__Stated problem__
Repeat the entries below word for word, starting with the line that contains "Could you kindly indicate each instance of the white cloud" and ending with the line that contains "<point>440,397</point>", both lines included.

Items from a data source
------------------------------------

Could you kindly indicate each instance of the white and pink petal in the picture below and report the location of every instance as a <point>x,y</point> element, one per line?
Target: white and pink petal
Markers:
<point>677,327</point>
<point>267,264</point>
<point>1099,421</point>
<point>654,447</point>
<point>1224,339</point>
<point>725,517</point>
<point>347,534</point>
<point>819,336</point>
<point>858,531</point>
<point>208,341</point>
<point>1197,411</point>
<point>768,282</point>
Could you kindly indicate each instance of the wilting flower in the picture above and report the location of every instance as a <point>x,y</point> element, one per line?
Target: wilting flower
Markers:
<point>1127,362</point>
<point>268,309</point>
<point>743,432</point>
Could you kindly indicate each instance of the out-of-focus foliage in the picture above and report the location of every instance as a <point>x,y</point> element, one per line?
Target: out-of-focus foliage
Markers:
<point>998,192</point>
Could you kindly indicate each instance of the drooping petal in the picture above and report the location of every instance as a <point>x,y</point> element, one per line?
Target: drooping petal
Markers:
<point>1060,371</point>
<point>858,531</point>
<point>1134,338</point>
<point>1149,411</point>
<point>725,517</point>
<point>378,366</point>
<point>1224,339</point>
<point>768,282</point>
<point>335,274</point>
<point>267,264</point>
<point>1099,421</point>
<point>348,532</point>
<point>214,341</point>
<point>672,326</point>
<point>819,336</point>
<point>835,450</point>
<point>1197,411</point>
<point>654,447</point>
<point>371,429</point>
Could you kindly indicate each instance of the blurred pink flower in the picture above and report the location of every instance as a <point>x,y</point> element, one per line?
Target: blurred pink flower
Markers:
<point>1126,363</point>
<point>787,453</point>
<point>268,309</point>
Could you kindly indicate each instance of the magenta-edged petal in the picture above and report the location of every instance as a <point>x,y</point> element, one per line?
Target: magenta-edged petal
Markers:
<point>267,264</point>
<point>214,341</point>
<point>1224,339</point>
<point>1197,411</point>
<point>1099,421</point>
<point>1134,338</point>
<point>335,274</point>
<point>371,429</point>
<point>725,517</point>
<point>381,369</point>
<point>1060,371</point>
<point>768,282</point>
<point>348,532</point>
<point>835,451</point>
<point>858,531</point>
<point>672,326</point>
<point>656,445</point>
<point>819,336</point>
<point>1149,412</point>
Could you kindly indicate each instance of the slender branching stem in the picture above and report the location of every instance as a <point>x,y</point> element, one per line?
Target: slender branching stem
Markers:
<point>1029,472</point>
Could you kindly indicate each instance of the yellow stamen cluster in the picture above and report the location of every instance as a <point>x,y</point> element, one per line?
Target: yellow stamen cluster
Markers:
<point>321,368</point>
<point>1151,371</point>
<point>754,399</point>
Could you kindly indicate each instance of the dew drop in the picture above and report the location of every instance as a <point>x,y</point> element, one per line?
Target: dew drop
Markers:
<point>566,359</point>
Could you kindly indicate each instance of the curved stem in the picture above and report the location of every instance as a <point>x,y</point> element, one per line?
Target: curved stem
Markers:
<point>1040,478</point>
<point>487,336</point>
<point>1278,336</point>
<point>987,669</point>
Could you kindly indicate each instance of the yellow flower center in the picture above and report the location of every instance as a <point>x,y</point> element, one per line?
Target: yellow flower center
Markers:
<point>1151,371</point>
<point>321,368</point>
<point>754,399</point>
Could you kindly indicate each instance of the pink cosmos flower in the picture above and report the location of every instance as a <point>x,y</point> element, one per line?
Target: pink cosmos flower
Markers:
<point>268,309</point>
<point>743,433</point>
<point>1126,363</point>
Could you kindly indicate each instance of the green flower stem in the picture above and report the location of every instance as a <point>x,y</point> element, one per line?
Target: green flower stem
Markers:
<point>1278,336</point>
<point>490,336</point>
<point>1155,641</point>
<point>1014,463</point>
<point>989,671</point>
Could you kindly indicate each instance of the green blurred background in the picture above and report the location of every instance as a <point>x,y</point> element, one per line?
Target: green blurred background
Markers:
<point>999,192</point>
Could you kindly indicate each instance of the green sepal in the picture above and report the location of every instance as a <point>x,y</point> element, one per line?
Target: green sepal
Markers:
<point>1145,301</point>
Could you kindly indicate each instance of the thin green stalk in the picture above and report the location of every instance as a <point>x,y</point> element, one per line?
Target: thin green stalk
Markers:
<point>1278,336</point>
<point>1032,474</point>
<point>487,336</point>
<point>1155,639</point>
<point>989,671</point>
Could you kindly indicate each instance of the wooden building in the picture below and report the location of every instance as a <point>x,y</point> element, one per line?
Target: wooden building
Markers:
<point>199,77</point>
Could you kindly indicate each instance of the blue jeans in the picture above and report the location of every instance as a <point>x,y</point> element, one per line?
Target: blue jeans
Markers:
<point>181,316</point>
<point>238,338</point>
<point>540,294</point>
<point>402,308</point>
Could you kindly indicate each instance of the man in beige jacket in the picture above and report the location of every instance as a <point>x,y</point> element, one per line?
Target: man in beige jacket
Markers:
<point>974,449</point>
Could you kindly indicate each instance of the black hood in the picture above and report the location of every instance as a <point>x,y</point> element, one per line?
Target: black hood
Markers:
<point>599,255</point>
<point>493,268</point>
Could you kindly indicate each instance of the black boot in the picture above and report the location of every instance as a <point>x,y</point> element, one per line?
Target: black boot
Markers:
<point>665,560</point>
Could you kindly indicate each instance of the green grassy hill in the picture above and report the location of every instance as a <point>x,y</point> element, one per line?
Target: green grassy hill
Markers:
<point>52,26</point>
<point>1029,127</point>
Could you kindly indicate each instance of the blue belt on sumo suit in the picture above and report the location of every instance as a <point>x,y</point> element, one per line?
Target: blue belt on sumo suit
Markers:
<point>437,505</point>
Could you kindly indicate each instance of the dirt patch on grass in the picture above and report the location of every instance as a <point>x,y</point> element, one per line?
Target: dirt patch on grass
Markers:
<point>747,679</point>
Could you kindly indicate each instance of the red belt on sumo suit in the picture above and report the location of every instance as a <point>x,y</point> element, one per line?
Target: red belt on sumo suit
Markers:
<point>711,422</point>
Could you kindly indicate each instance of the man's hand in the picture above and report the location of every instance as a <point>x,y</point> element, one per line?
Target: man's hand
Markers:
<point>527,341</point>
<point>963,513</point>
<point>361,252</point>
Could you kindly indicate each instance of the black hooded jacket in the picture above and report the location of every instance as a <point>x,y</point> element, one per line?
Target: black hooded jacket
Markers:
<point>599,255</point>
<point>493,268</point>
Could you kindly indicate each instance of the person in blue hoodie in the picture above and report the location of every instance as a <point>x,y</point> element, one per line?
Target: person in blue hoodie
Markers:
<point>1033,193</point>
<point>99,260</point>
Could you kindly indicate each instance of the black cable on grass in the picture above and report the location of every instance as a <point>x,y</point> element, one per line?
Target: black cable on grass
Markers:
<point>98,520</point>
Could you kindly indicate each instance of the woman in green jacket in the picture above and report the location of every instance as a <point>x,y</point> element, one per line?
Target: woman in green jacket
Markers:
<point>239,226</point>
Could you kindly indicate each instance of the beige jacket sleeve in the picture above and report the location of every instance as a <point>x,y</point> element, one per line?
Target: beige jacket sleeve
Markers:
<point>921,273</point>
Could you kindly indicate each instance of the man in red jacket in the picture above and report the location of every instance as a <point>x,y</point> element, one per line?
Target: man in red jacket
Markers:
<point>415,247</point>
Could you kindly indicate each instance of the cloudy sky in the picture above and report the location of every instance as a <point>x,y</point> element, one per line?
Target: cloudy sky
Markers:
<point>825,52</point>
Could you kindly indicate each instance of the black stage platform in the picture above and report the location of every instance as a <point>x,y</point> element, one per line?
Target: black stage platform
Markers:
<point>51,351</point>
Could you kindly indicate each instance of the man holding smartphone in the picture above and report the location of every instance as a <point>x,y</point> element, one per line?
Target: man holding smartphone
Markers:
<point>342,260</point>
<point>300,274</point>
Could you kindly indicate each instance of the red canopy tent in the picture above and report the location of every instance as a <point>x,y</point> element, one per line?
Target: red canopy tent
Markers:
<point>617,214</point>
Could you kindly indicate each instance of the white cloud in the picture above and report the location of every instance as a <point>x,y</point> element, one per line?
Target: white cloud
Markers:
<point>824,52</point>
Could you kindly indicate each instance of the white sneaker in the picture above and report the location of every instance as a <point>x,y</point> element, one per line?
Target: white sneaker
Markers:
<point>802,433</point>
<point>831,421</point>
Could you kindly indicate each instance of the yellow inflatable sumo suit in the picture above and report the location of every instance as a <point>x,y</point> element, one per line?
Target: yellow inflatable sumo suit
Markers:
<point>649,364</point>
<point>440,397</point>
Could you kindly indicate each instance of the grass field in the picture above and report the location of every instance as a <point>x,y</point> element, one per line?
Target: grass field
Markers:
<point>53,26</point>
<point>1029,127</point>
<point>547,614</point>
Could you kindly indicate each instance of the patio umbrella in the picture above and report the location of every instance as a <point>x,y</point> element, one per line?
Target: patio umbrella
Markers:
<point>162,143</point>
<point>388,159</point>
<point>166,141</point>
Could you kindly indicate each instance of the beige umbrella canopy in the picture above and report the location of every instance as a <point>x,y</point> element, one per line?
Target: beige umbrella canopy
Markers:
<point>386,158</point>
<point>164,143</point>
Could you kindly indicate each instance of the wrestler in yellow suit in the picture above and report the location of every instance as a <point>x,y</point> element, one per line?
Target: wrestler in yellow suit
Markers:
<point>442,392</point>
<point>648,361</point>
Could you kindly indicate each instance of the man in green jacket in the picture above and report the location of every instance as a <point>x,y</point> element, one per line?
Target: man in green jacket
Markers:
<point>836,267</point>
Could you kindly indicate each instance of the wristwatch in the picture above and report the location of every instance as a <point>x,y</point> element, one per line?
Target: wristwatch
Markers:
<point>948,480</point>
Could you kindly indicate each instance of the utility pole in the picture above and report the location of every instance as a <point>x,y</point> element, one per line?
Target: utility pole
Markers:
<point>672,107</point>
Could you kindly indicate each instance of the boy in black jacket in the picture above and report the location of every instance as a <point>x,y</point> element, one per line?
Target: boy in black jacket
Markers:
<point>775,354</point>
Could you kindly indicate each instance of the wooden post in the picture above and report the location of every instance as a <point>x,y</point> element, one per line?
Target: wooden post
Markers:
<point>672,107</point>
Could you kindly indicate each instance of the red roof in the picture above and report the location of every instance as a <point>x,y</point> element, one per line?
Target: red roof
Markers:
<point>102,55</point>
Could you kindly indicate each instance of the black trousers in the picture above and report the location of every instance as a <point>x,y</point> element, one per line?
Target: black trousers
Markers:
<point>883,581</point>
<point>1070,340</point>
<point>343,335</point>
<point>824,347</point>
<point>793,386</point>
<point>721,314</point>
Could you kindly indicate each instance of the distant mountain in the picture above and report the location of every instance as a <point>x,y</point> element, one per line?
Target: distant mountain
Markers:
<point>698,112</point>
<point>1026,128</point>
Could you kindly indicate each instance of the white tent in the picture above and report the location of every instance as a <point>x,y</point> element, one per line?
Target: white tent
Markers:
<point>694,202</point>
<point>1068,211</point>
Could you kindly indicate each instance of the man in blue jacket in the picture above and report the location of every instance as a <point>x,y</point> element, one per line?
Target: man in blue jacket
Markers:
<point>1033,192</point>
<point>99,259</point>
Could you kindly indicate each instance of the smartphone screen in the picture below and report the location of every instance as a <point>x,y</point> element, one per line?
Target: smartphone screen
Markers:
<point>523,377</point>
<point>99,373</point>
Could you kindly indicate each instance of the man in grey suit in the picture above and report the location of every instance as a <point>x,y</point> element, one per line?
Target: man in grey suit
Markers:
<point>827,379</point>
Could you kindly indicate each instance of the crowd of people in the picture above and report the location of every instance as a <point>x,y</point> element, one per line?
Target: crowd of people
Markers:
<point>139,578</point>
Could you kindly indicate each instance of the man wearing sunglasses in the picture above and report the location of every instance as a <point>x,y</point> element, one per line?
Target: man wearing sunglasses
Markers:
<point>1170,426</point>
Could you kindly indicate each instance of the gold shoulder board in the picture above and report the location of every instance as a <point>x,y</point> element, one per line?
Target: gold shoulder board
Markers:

------------------------------------

__Expected answer__
Could you kindly indicate each instance of the white cloud in the picture above and report the location of every instance as a <point>x,y</point> element, one per line?
Target: white cloud
Markers:
<point>824,52</point>
Could you kindly indicate each instance of the white sneaker in the picture above and report the location of every instance as a <point>x,y</point> element, one per line?
Target: white sneaker
Markers:
<point>802,433</point>
<point>831,421</point>
Could you kindly indicate each instance of the yellow inflatable sumo suit in the picture above and report the location of every instance as a <point>x,y</point> element, one per line?
Target: yellow inflatable sumo suit
Markers:
<point>649,364</point>
<point>440,397</point>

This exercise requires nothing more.